[Exercise aim]
Please return only the lines from the one showing "Where can you see the black alloy" to the end of the entries, keeping both ends and dropping every picture.

════════════════════

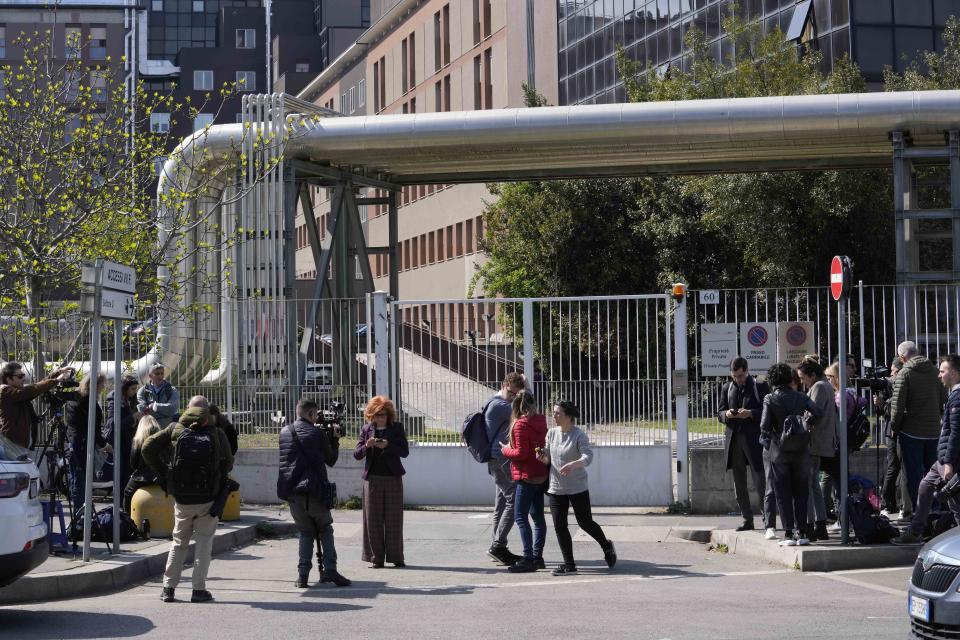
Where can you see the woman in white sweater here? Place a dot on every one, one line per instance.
(568, 453)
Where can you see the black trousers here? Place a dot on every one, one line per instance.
(791, 475)
(559, 508)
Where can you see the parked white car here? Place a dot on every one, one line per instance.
(23, 533)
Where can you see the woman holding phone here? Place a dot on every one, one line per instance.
(383, 441)
(569, 454)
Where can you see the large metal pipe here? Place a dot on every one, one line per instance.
(733, 135)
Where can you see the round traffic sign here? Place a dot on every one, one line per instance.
(840, 277)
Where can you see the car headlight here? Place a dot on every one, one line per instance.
(11, 484)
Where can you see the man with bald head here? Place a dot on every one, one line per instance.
(915, 408)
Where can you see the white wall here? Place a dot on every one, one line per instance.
(438, 475)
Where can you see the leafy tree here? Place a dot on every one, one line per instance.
(638, 235)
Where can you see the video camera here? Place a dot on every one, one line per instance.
(877, 379)
(64, 392)
(331, 419)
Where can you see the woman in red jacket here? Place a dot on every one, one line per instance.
(528, 432)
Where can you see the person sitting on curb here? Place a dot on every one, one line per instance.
(948, 455)
(195, 458)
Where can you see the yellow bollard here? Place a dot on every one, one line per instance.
(152, 503)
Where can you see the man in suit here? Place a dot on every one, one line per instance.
(739, 409)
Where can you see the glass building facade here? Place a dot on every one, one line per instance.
(181, 24)
(874, 32)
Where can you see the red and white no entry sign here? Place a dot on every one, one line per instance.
(840, 277)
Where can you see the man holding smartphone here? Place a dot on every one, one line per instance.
(739, 409)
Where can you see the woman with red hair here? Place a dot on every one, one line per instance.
(382, 443)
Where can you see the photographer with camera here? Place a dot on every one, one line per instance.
(893, 492)
(948, 457)
(307, 448)
(75, 416)
(18, 419)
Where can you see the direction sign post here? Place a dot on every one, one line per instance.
(108, 292)
(841, 278)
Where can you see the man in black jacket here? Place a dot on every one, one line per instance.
(739, 408)
(948, 454)
(305, 453)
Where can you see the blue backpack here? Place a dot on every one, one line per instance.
(474, 435)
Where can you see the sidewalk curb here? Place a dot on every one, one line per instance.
(129, 568)
(815, 557)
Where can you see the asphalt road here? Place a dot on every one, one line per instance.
(451, 590)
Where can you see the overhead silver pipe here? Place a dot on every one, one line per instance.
(731, 135)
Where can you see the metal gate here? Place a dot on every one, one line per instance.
(609, 355)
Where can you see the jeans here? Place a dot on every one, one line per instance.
(529, 500)
(739, 452)
(791, 476)
(499, 469)
(925, 491)
(559, 508)
(917, 455)
(315, 524)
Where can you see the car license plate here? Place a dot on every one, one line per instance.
(920, 608)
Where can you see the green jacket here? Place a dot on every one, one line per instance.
(157, 450)
(918, 399)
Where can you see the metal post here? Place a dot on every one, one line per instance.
(381, 346)
(118, 457)
(842, 335)
(528, 343)
(92, 412)
(682, 396)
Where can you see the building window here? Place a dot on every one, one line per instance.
(246, 38)
(202, 80)
(246, 80)
(72, 42)
(202, 121)
(160, 122)
(98, 87)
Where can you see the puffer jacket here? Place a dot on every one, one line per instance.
(917, 399)
(529, 432)
(303, 468)
(948, 448)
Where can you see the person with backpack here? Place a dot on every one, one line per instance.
(568, 454)
(193, 456)
(738, 409)
(496, 416)
(823, 442)
(784, 434)
(306, 450)
(527, 433)
(948, 455)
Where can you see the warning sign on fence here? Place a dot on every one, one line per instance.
(758, 344)
(794, 340)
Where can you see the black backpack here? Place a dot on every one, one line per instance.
(869, 526)
(192, 474)
(795, 435)
(101, 526)
(474, 434)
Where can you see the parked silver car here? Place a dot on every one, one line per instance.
(933, 602)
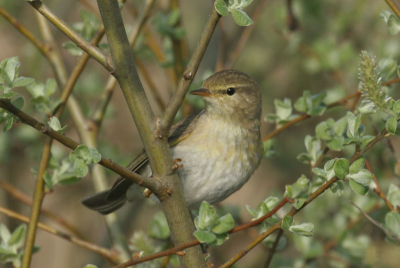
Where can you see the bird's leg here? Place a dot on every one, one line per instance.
(177, 164)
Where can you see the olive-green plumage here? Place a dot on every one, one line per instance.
(220, 146)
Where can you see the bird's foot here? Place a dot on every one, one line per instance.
(177, 164)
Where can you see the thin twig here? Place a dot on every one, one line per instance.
(81, 42)
(244, 37)
(394, 7)
(99, 112)
(273, 249)
(393, 81)
(188, 75)
(17, 194)
(275, 227)
(377, 224)
(294, 211)
(305, 116)
(193, 243)
(126, 173)
(24, 31)
(110, 255)
(378, 189)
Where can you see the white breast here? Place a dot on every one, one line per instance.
(215, 169)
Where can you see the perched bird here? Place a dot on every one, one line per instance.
(219, 147)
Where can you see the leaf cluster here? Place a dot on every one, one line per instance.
(212, 229)
(235, 8)
(11, 245)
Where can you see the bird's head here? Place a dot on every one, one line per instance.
(231, 94)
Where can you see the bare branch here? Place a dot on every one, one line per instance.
(106, 253)
(81, 42)
(126, 173)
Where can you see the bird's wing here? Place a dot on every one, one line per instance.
(110, 200)
(178, 132)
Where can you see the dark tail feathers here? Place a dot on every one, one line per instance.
(102, 203)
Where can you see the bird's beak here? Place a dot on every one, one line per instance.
(201, 92)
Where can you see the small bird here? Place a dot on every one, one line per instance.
(219, 147)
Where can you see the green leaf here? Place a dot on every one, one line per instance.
(363, 177)
(204, 236)
(387, 67)
(320, 173)
(287, 221)
(72, 48)
(220, 239)
(393, 24)
(252, 211)
(392, 222)
(18, 102)
(283, 108)
(358, 188)
(8, 124)
(241, 18)
(269, 150)
(396, 106)
(81, 152)
(357, 165)
(329, 168)
(298, 189)
(22, 81)
(4, 232)
(9, 95)
(304, 158)
(158, 227)
(340, 126)
(95, 155)
(323, 131)
(11, 68)
(221, 7)
(68, 179)
(394, 195)
(17, 238)
(304, 229)
(207, 216)
(365, 140)
(336, 144)
(341, 168)
(354, 123)
(50, 87)
(48, 180)
(337, 188)
(80, 168)
(239, 3)
(54, 123)
(391, 125)
(225, 224)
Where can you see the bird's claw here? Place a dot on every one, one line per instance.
(177, 164)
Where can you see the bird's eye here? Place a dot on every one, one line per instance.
(230, 91)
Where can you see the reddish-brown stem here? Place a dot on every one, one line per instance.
(305, 116)
(16, 193)
(378, 189)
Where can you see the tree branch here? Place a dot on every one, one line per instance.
(378, 189)
(25, 32)
(126, 173)
(81, 42)
(377, 224)
(106, 253)
(273, 249)
(306, 116)
(188, 75)
(17, 194)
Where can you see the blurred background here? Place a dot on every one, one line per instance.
(293, 46)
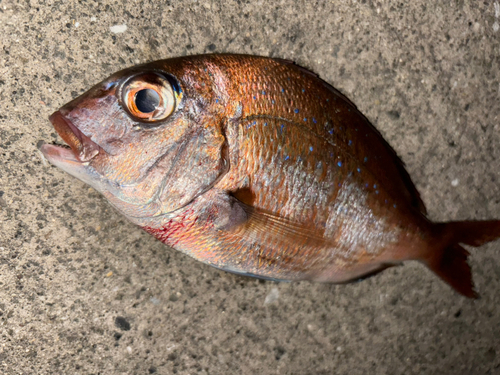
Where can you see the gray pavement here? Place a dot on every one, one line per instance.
(82, 291)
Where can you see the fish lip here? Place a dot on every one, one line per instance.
(82, 147)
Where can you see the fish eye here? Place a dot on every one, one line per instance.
(149, 97)
(147, 100)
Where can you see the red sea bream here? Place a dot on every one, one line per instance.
(256, 166)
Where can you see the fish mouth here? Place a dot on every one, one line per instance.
(82, 148)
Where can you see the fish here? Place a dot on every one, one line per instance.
(256, 166)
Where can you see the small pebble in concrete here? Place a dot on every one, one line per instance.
(272, 296)
(122, 323)
(118, 29)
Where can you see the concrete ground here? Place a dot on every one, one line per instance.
(84, 292)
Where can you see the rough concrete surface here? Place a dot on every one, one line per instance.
(82, 291)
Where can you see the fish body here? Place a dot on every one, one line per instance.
(258, 167)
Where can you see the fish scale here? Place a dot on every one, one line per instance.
(256, 166)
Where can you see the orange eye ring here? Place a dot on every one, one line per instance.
(149, 97)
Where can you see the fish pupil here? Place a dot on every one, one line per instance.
(147, 100)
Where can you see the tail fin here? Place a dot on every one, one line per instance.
(450, 261)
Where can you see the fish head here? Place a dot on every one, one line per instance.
(147, 138)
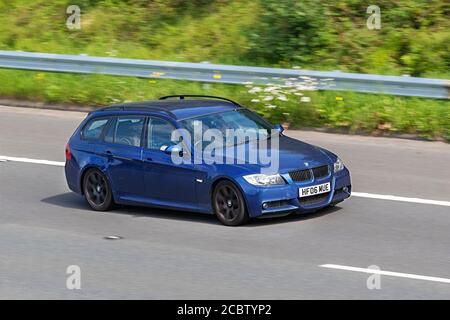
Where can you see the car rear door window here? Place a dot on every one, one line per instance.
(159, 133)
(126, 130)
(93, 130)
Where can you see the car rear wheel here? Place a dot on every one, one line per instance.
(97, 190)
(229, 205)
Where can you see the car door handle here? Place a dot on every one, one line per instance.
(109, 153)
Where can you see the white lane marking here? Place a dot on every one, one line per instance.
(403, 199)
(37, 161)
(354, 194)
(386, 273)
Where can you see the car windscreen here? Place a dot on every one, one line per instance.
(243, 120)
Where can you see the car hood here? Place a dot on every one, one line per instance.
(292, 154)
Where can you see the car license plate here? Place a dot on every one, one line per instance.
(313, 190)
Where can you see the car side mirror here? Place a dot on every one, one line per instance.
(279, 128)
(173, 149)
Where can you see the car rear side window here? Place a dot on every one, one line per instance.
(159, 133)
(126, 130)
(93, 130)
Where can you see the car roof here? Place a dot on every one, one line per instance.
(176, 109)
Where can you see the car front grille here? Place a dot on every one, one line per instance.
(320, 172)
(301, 175)
(312, 200)
(308, 174)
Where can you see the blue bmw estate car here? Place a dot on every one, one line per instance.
(124, 154)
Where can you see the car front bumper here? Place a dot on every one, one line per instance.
(284, 199)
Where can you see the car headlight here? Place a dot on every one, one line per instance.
(264, 180)
(338, 165)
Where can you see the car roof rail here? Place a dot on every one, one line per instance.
(183, 96)
(136, 108)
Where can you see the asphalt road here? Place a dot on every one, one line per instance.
(164, 254)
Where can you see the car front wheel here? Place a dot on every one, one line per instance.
(228, 204)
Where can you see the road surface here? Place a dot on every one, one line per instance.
(398, 223)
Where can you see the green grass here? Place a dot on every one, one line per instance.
(350, 112)
(312, 34)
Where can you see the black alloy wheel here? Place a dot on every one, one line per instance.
(97, 190)
(229, 205)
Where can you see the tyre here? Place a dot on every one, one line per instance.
(97, 190)
(228, 204)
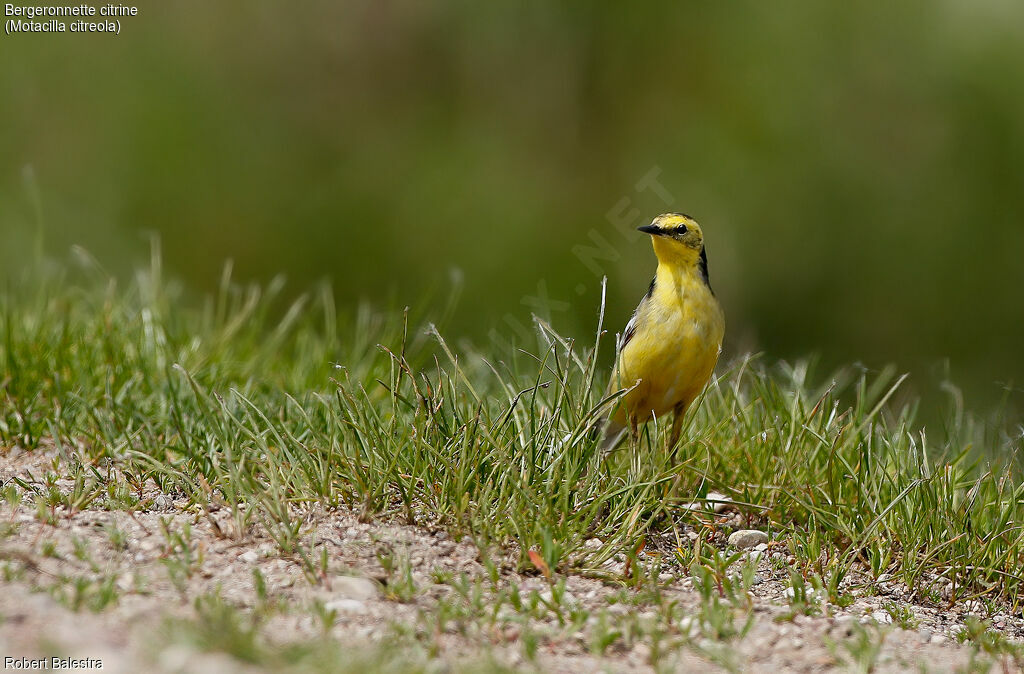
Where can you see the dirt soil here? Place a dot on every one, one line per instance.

════════════════════

[Output of the task]
Where can you see the black alloy wheel here? Place a dot on every one, one line per instance.
(97, 190)
(229, 205)
Where can you see the tyre here? Place a dot on every one, one line per instance.
(97, 190)
(228, 204)
Where can you see the dirt soil here? Place a dot on every one, one line per instance.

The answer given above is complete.